Set task | Rewrite every line of the records below, omitting the picture placeholders. Multiply each coordinate listed under "Points:" by 2.3 and round it to a whole number with halves rounding up, but leave the sample point in each "in this notation" line unchanged.

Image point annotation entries

★ ★ ★ ★ ★

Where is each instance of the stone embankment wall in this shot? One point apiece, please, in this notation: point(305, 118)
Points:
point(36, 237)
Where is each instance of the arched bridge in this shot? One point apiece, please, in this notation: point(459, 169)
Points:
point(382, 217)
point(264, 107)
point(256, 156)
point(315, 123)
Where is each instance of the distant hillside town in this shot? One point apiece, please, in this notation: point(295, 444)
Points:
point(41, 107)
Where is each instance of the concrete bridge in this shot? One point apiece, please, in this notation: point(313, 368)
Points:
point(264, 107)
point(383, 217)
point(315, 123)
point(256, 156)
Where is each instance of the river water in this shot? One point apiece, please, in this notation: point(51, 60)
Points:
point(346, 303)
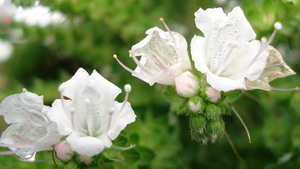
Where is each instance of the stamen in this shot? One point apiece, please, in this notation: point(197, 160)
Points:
point(265, 45)
point(89, 118)
point(277, 27)
point(7, 152)
point(34, 119)
point(232, 146)
point(168, 29)
point(122, 64)
point(285, 89)
point(24, 140)
point(159, 63)
point(138, 63)
point(111, 112)
point(127, 89)
point(241, 120)
point(122, 148)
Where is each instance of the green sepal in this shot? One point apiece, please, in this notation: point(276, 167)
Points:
point(194, 102)
point(213, 111)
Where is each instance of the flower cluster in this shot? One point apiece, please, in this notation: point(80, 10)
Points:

★ ★ ★ ★ ★

Written solution |
Where is each instance of the stone embankment wall in this shot? One point apiece, please, in this notation: point(305, 118)
Points:
point(83, 545)
Where is each instance of the arched bridge in this shot? One point apiece, please, in this notation: point(459, 169)
Points:
point(879, 499)
point(607, 246)
point(589, 359)
point(725, 283)
Where is each instance of the distant hillside town in this shot? One point apiece, please, in this notation: point(295, 444)
Points:
point(94, 246)
Where is each instance of the concrete bridge in this shot? One point apiece, please, in this notation: point(313, 368)
Points:
point(607, 246)
point(881, 499)
point(725, 283)
point(589, 359)
Where is each instance of the river water in this shot? One point apiece, please, in this notation: point(51, 60)
Points:
point(796, 697)
Where is each instance of the stamen in this shot? One point apiece, please, in this notation: point(197, 160)
Points:
point(610, 104)
point(205, 271)
point(637, 62)
point(16, 350)
point(78, 274)
point(534, 336)
point(386, 67)
point(281, 147)
point(656, 205)
point(55, 322)
point(366, 145)
point(317, 145)
point(255, 258)
point(292, 205)
point(554, 276)
point(281, 340)
Where is each instance of the green sepal in this shot? One point apiece, please, in this notation: point(276, 167)
Points:
point(446, 235)
point(490, 255)
Where is each instance of the flower cluster in this shot? One point apiece, please, in this notation: point(80, 10)
Points:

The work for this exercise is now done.